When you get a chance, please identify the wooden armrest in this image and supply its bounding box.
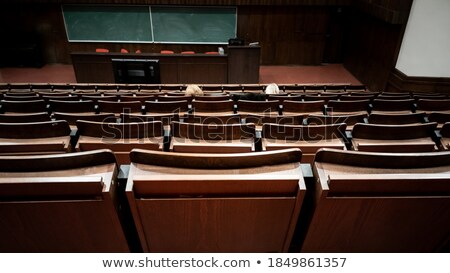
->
[328,173,450,197]
[133,174,300,197]
[0,176,103,200]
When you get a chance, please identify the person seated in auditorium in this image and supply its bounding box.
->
[185,84,203,97]
[232,83,280,101]
[264,83,280,95]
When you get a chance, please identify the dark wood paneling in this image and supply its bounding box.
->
[386,69,450,94]
[3,0,352,6]
[354,0,412,24]
[344,9,404,91]
[71,52,230,84]
[228,46,261,83]
[237,6,330,65]
[0,3,344,64]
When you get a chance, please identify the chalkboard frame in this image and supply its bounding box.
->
[61,4,238,44]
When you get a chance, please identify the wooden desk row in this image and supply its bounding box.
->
[0,120,450,164]
[71,46,261,84]
[0,149,450,253]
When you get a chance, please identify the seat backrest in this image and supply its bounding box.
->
[52,112,117,125]
[1,99,47,113]
[192,100,234,113]
[157,93,194,103]
[97,100,142,114]
[195,94,231,101]
[283,100,325,113]
[245,114,303,125]
[368,112,425,124]
[120,113,180,125]
[261,123,347,141]
[428,112,450,124]
[77,120,164,139]
[417,99,450,112]
[0,150,130,253]
[301,149,450,253]
[327,100,370,112]
[237,100,280,113]
[339,94,376,101]
[171,122,256,140]
[183,114,241,124]
[0,112,51,123]
[372,98,415,111]
[439,122,450,137]
[49,100,95,113]
[352,122,437,140]
[145,100,189,114]
[303,94,340,102]
[0,120,70,139]
[306,114,367,126]
[3,94,39,101]
[126,149,305,252]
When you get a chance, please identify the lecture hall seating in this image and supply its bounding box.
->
[75,120,164,164]
[0,150,129,253]
[261,123,347,163]
[126,149,306,253]
[0,120,71,155]
[170,122,256,153]
[352,122,437,153]
[301,149,450,253]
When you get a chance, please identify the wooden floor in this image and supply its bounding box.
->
[0,64,361,84]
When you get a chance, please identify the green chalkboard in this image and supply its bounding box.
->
[151,6,236,43]
[62,5,237,44]
[63,5,153,42]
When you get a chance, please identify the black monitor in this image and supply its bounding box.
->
[112,59,161,84]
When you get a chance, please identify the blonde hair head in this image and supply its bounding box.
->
[186,84,203,96]
[264,83,280,95]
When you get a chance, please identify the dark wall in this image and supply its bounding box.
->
[343,0,412,91]
[0,0,350,65]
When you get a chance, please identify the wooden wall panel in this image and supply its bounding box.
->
[237,6,330,65]
[2,0,352,6]
[386,69,450,94]
[344,7,404,91]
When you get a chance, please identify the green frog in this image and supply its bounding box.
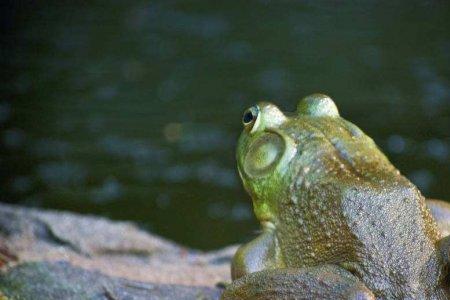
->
[222,94,450,299]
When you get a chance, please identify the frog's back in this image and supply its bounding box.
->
[282,118,445,299]
[341,179,445,299]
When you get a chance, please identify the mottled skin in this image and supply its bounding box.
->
[223,94,450,299]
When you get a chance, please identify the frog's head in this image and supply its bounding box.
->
[237,94,384,227]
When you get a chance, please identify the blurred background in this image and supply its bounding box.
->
[0,0,450,249]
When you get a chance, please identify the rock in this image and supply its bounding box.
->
[0,204,236,299]
[0,262,220,300]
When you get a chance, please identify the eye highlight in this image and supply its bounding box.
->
[242,106,259,127]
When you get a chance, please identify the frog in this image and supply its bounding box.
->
[222,94,450,299]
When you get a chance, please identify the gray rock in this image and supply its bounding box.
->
[0,204,236,300]
[0,262,221,300]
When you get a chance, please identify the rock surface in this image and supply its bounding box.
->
[0,204,236,300]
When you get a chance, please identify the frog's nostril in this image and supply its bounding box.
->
[242,111,254,124]
[242,106,259,127]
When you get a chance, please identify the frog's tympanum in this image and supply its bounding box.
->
[222,94,450,299]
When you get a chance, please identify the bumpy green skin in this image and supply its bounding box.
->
[223,94,450,299]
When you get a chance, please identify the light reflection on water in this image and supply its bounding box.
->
[0,1,450,249]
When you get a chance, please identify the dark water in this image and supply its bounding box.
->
[0,0,450,249]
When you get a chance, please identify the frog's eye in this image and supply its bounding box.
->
[242,105,259,128]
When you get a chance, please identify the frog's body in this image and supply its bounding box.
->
[224,94,449,299]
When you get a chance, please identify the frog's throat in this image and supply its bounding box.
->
[261,221,276,232]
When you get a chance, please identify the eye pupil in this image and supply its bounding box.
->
[242,111,254,124]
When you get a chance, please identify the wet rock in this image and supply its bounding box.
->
[0,204,236,299]
[0,262,220,300]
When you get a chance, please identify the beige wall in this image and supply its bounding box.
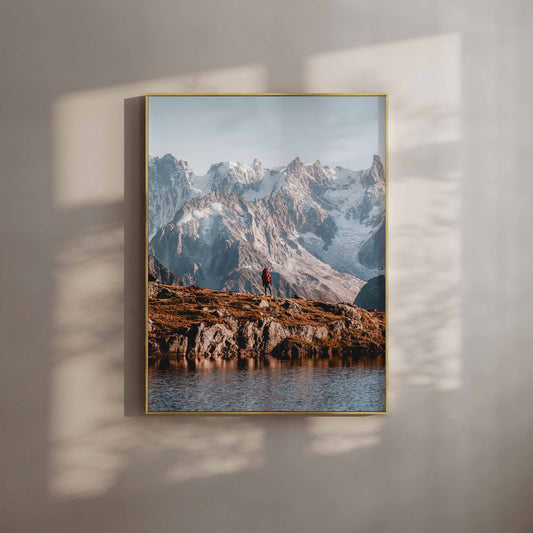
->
[0,0,533,533]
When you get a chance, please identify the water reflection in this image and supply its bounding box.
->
[148,358,385,412]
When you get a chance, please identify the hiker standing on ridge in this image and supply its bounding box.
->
[261,268,272,296]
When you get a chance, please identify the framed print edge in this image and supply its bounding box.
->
[144,92,389,416]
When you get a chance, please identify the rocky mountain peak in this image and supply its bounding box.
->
[370,154,385,183]
[287,157,305,173]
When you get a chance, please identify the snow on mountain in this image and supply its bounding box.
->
[148,154,202,239]
[149,155,385,301]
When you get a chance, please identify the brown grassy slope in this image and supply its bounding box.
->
[148,283,385,361]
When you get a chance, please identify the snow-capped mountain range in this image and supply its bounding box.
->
[148,154,385,302]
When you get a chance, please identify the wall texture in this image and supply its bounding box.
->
[0,0,533,533]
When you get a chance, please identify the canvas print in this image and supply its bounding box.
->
[146,95,387,413]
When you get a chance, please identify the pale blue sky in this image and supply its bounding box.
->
[148,96,385,174]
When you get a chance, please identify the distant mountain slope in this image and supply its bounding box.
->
[148,254,183,285]
[149,154,385,302]
[354,275,386,312]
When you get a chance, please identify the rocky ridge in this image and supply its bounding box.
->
[148,282,385,366]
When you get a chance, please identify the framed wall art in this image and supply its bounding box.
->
[145,94,387,414]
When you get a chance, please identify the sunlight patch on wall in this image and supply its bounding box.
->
[53,65,266,207]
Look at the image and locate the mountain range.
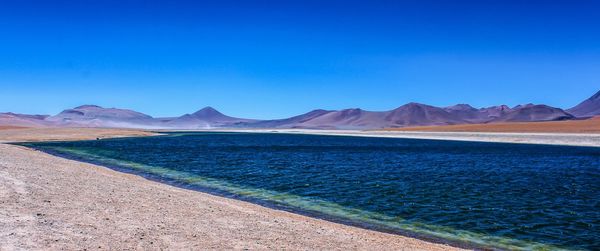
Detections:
[0,91,600,129]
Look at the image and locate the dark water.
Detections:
[23,133,600,250]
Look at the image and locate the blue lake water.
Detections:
[24,133,600,250]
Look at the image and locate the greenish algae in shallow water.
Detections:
[37,146,569,250]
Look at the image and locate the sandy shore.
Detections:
[387,117,600,134]
[195,129,600,147]
[0,129,462,250]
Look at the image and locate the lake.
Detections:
[23,132,600,250]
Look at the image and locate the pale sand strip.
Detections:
[202,129,600,147]
[0,129,456,250]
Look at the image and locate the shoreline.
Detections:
[0,129,459,250]
[0,128,600,250]
[161,129,600,147]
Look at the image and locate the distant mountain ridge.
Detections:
[567,91,600,117]
[0,91,600,130]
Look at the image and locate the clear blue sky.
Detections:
[0,0,600,119]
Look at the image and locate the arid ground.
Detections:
[386,117,600,133]
[0,129,456,250]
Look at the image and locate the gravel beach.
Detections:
[0,129,457,250]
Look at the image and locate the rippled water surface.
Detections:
[21,133,600,250]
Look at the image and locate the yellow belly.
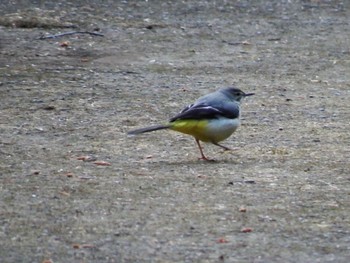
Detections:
[170,118,239,143]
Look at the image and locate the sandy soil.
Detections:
[0,0,350,263]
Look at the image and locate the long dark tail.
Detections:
[128,125,170,135]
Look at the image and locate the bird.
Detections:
[128,87,254,161]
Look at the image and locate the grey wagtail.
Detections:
[128,87,254,161]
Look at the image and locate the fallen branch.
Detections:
[38,31,104,40]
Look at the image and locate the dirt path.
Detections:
[0,0,350,263]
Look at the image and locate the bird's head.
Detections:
[222,87,254,102]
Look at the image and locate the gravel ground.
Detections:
[0,0,350,263]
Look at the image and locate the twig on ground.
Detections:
[38,31,104,40]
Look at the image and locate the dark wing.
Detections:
[170,103,239,122]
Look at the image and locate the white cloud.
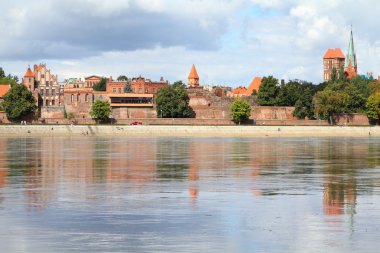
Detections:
[0,0,380,86]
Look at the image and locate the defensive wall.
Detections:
[0,125,380,138]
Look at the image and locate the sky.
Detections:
[0,0,380,87]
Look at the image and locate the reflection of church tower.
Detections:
[344,28,358,78]
[187,64,199,88]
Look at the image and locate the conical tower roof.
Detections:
[24,67,34,77]
[344,28,357,68]
[188,64,199,79]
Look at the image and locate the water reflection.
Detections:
[0,137,380,252]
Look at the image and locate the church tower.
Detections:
[344,27,358,78]
[22,67,35,93]
[187,64,199,88]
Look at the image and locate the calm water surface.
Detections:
[0,137,380,252]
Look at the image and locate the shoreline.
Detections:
[0,125,380,137]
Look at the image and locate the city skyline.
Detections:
[0,0,380,87]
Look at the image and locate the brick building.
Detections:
[344,28,358,78]
[323,48,345,82]
[230,77,262,97]
[22,64,62,106]
[187,64,200,88]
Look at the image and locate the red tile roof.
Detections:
[0,84,11,98]
[323,48,346,59]
[188,64,199,79]
[232,86,247,95]
[24,67,34,77]
[247,77,261,95]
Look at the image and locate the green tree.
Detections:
[368,80,380,95]
[93,78,107,91]
[231,98,251,125]
[257,76,279,105]
[0,67,5,78]
[2,84,37,120]
[313,89,348,123]
[90,100,111,122]
[366,92,380,121]
[156,81,194,118]
[116,75,128,81]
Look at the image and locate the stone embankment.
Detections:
[0,125,380,137]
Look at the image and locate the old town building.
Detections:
[344,29,358,78]
[230,77,262,97]
[84,75,103,88]
[187,64,200,88]
[22,64,61,106]
[323,48,345,82]
[323,29,358,82]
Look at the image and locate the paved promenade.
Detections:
[0,125,380,137]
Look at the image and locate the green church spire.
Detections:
[344,27,357,68]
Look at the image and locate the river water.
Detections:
[0,137,380,252]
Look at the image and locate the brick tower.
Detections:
[187,64,199,88]
[344,27,358,78]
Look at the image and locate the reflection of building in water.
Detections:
[106,139,158,187]
[323,179,356,216]
[321,141,360,216]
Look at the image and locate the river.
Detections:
[0,136,380,253]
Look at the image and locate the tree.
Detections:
[92,78,107,91]
[0,67,5,78]
[116,75,128,81]
[313,89,348,123]
[156,81,194,118]
[90,100,111,122]
[231,98,251,125]
[257,76,279,105]
[2,84,37,120]
[366,93,380,121]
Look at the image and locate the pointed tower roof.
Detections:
[344,27,357,68]
[188,64,199,79]
[24,67,34,77]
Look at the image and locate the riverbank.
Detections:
[0,125,380,137]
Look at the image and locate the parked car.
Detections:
[129,121,142,126]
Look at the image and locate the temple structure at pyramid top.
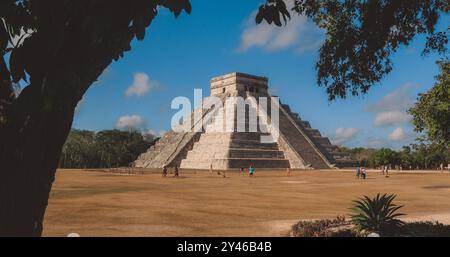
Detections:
[134,73,355,170]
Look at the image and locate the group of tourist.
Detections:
[356,167,367,179]
[163,165,179,178]
[241,164,255,177]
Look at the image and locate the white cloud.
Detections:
[389,128,406,141]
[125,72,160,97]
[8,28,34,47]
[373,111,411,126]
[75,99,84,114]
[116,115,145,129]
[366,83,418,126]
[239,1,323,53]
[332,128,359,145]
[142,129,167,137]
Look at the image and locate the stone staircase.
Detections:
[180,92,290,170]
[134,73,355,170]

= Written instruction =
From the line that holds "Look at the image and locate the paved" to the last line of the records, please copy each line exactly and nothing else. Pictures stay out.

= Result below =
Look at the image and locate the paved promenade.
Detections:
[0,125,380,137]
Look at the image and locate the green church spire.
Detections:
[344,27,357,68]
Look at the image and locate the river water.
Detections:
[0,137,380,252]
Look at the image and locate the brick tower.
Detections:
[187,64,199,88]
[344,27,358,78]
Look at the image and locate the reflection of building in water.
Detections:
[106,139,158,187]
[323,179,356,216]
[321,141,360,216]
Look at the image and locate the river.
Detections:
[0,136,380,253]
Look at the image and locate the tree.
Detections:
[92,78,107,91]
[0,67,5,78]
[116,75,128,81]
[313,89,348,123]
[156,81,194,118]
[90,100,111,122]
[231,98,251,125]
[257,76,279,105]
[2,84,37,120]
[366,93,380,121]
Look at the image and locate the pointed tower roof.
Detections:
[344,27,357,68]
[188,64,199,79]
[24,67,34,77]
Look at the image and locate the riverbank.
Detections:
[0,125,380,137]
Look at the image and locate the parked car.
Detections:
[129,121,142,126]
Look at the image and locate the temple structure at pyramid top.
Detections:
[134,73,355,170]
Look at the image and locate the group of tourist.
Detections:
[356,167,367,179]
[163,165,179,178]
[241,164,255,177]
Look at the image and locate the white cloud.
Detections:
[389,128,406,141]
[125,72,160,97]
[8,28,34,47]
[373,111,411,126]
[75,99,84,114]
[116,115,145,129]
[366,83,418,126]
[239,1,323,53]
[332,128,359,145]
[142,129,167,137]
Look at the image and locate the stone staircase.
Detections:
[180,92,290,170]
[134,73,355,170]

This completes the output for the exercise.